EXERCISE GOAL =
What you return should match the records below exactly.
(EXERCISE INPUT)
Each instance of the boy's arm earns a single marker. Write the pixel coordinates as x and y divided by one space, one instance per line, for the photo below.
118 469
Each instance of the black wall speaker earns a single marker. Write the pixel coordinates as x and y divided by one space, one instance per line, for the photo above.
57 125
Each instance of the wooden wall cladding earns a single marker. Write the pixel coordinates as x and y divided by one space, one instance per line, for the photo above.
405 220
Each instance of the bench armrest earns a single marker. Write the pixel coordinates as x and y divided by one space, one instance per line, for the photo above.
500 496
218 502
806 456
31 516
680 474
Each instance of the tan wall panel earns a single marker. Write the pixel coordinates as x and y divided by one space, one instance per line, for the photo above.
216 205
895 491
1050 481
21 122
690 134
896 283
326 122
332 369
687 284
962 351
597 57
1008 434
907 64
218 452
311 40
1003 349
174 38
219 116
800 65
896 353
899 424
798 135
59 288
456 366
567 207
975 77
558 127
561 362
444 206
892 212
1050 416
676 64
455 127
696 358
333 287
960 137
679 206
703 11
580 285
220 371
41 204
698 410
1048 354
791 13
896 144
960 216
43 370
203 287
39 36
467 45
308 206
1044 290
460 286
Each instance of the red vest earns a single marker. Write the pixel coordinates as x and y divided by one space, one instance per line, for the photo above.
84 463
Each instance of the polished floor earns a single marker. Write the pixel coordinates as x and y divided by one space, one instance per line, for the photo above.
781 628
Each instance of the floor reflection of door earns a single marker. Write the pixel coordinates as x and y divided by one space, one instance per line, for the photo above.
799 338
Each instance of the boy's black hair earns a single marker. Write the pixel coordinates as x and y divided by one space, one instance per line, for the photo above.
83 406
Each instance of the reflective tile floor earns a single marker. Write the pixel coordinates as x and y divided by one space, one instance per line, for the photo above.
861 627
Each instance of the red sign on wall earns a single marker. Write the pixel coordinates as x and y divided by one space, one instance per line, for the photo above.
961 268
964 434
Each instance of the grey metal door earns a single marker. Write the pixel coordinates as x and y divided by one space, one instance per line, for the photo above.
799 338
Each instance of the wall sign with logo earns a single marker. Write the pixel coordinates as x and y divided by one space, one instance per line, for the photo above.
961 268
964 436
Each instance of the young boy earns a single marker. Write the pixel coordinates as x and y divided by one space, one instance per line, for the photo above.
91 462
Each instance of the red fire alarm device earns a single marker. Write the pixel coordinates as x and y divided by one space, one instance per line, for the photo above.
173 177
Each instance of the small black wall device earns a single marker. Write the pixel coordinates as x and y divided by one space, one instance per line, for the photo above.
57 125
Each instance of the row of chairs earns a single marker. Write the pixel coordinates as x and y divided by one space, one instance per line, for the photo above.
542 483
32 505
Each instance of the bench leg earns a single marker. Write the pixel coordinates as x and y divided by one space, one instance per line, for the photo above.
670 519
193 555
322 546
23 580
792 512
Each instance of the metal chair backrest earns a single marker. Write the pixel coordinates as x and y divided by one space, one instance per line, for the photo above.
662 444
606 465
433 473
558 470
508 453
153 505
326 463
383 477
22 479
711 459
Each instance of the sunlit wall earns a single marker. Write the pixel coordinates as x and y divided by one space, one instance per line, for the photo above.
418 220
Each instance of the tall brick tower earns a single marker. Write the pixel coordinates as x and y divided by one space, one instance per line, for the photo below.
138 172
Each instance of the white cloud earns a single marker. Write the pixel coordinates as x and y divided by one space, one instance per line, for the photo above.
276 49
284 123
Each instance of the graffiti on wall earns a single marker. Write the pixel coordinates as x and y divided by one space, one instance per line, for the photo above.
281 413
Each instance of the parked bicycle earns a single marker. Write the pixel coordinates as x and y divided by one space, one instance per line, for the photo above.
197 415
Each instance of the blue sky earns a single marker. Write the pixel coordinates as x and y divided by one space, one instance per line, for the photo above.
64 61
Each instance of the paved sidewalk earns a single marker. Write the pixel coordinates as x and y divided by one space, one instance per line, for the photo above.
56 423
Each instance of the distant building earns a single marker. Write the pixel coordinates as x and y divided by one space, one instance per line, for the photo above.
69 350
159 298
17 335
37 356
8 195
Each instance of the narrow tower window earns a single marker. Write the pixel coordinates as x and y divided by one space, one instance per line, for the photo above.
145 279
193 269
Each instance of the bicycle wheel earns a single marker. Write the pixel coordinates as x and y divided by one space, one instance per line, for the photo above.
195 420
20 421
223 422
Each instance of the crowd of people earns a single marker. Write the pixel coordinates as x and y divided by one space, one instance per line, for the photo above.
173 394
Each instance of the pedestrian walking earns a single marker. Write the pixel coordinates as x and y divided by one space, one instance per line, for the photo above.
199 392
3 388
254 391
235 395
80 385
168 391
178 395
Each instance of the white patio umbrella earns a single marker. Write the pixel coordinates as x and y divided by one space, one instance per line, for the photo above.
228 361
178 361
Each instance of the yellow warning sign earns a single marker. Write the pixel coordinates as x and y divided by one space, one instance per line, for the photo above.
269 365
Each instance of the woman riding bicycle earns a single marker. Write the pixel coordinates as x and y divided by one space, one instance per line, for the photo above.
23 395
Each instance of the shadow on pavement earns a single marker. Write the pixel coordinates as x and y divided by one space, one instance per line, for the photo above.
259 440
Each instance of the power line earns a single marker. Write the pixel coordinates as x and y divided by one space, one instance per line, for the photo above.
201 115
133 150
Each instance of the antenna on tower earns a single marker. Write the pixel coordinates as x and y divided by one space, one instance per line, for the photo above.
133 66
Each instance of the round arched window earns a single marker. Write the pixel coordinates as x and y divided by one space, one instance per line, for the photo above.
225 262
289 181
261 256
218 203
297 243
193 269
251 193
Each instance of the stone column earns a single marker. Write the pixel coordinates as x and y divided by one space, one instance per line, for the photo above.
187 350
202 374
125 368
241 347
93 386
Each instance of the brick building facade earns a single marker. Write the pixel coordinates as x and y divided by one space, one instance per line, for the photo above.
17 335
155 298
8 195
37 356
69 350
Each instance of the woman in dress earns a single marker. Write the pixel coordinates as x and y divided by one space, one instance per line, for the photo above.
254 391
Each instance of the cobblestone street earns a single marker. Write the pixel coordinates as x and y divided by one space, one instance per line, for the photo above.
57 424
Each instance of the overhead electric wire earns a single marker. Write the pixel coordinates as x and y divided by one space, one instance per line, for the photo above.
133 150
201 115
(End EXERCISE INPUT)
ANSWER SPACE =
Each instance of the boy's arm earns a single marker. Write the pixel coordinates as x and y divided by one space, one instance per line, for the photo below.
118 469
Each instance of the black wall speaker earns a single marker. Write the pixel coordinates as x and y divided by one space, one instance per line, for the photo above.
57 125
Each instance of the wooden wall cladding earns a single marker. Write the pixel coordinates as x and y divided by one space, one instance per line, for the photo above.
405 220
Each instance of the bench armrest earns a single marker. Write the pixel coordinates as x and y divided by one space, one instance per line, for the photo above.
500 496
218 502
806 456
31 516
680 474
Each instance of the tan wall panel earns a single marker. Write the pixel coordinates as x and y divided by one space, one instance per line, for the photo above.
216 205
895 491
1050 481
21 122
690 134
896 283
326 122
332 369
687 284
962 351
597 57
1008 434
907 64
218 452
311 40
1003 349
174 38
219 116
800 65
896 353
899 424
798 135
59 288
456 366
567 207
975 77
558 127
561 362
444 206
892 212
1050 416
676 64
455 127
696 358
333 287
960 137
679 206
703 11
580 285
220 371
41 204
698 410
1048 354
791 13
896 144
960 216
43 370
203 287
39 36
467 45
308 206
1044 290
460 286
Each instance of the red vest earns a single marker. Write the pixel coordinates as x and y divided by one space, one instance per line, for the photo above.
84 463
Each instance of the polished floor earns a single marker. Write the pixel coordinates as x and y divided by one space, one instance per line, for the photo above.
781 628
Each instance of the floor reflection of door earns a single marker. Write the pixel coordinates as x and y divided by one space, one instance per line, for the photo above.
799 338
Each instance of the boy's black hair earns a single marker. Write the pixel coordinates as x and y divided by one space, one instance per line, for the photo above.
83 406
Each instance of the reflective tile floor earns a single marker. Write the pixel coordinates as x and y divided by one space, one instance per line, for the photo above.
861 627
Each instance of the red sign on wall earns a single marker. Write the pixel coordinates as x and y divided by one space, one instance per line, for the photo above.
961 268
964 434
Each instance of the grey metal door earns a single marker. Write the pixel coordinates as x and y divided by one space, one instance per line, for the photo above.
799 338
Each instance of the wall sign with logo earns a single marker. Write the pixel coordinates as x and y divided by one space, one instance per line, for the photo above.
961 268
964 436
Each instance of the young boy earns a single marker. Write the pixel coordinates as x and y divided by one space, one instance per line, for the photo above.
91 462
Each instance of the red fire alarm device earns a single marker. Write the pixel coordinates as x and y divided by one space, one instance per line, for the photo above.
173 177
Each instance of the small black wall device earns a single marker. Write the pixel coordinates as x and y divided by one space, one instance per line, for the photo above.
57 125
Each instance of the row of chairs earns a single marker. Write the pixel coordinates as x and y divided by one space, one instance per line, for the photo above.
542 483
32 505
Each instance of the bench leg earns a single marker. Write the pixel coordinates as x and y divided by one space, one instance per line, for the photo above.
670 519
193 555
322 546
23 580
792 512
Each instance of the metal chair backrest earns a single marker. Write the pixel coordinates as x and y divided by one space, one instance per line, for the photo above.
662 444
606 465
433 473
558 470
508 453
153 505
326 463
383 477
22 479
711 459
Each instance of the sunlit wall earns a single marker. Write the pixel coordinates as x and y divided by one space, one instance per line, for the photo above.
418 220
Each instance of the tall brick tower earns a single marker. Write the pixel coordinates as x and y divided by one space, one instance per line, for the photo below.
138 172
Each instance of the white cloud earns a single marker. Write the pixel coordinates as x and y divided by one space, one instance per line, for the photo above.
276 49
284 123
Each instance of the graffiti on wall earns a single marker. Write the pixel coordinates as x and y divided by one space, one instance per line, for the photo above.
281 413
Each instance of the parked bicycle earns a single marker. Write the pixel coordinates as x and y divided by one space, one instance per line, for the photo above.
197 415
Each instance of the blue sky earns a single marker. Write the pixel coordinates as x and y divided by one space, one instance per line, for the photo above.
64 61
Each instance of the paved sidewalk earns a single marker. Write the pixel coordinates as x and y divided by one space, one instance per line, for the photo above.
56 423
Each instance of the distant building earns a single marker. Write the pixel coordinates as x and y divided by one space, one instance per line, for the photo above.
69 350
159 298
17 335
37 356
8 195
Each instance of the narrow tower window earns a single marker. Write the pixel coordinates as x and y divided by one space, one instance per line, for the photo above.
145 279
193 269
Each instance of the bicycle wheel earns a single marker. Write the pixel coordinates as x and y divided by one space, one instance per line, for the photo above.
195 420
20 421
223 422
Each instance of the crowd of people earns a single marker. Write the pixel coordinates as x and y divided by one space, one instance per line, for the photo above.
173 394
Each instance of the pedestrian walking earns a single marker. Write the pixel coordinates as x and y divided by one space, one instance per line, for the photo above.
199 392
3 388
254 391
235 395
80 385
168 391
178 395
Each instance of the white patio umbrella earns a single marker. Write the pixel coordinates as x and y divided by one space, one instance per line, for the photo above.
228 361
178 361
Each instance of the yellow warning sign earns a single marker. Write the pixel coordinates as x and y divided by one space, one instance per line, for the photo above.
269 365
Each instance of the woman riding bicycle earns a single marker. Write the pixel coordinates as x and y divided by one space, one instance per line, for the photo above.
23 395
Each instance of the shadow on pavement earns a single marker. Write the pixel coordinates as x and y divided by one space, one instance per line, for the photo above.
259 440
Each instance of the power line earns a single marker. Write the pixel coordinates as x and y divided by one space, one instance per line, for the photo above.
201 115
133 150
Each instance of the antenna on tower earns a single marker. Write the pixel coordinates as x and y divided by one space, one instance per line, for the photo above.
133 66
Each instance of the round arched window earns a single marker. Write the pixel coordinates as x and y divided by one space, one instance per line, for the photo above.
225 262
289 181
261 256
218 203
297 243
193 269
251 193
Each instance of the stone column earns a single marker. Write the pixel coordinates as x and y divided by one space, one instance per line, for the photo above.
187 350
202 374
125 368
241 347
93 386
Each instance of the brick building facade earns a single marker. Write the pixel coordinates as x and y divided by one space, one instance per line, for the photo above.
17 335
155 298
8 195
37 356
69 350
Each instance of the woman in dress earns a single marker. Write the pixel coordinates as x and y divided by one space, one instance per line, for the photo above.
254 391
Each instance of the cobblestone street earns a single marker. Write the pixel coordinates as x and y divided by one space, one instance per line, for the photo above.
57 424
Each instance of the overhead electric wire earns a single marker. Write the pixel coordinates as x and y divided by one space, one instance per line, for the photo above.
133 150
201 115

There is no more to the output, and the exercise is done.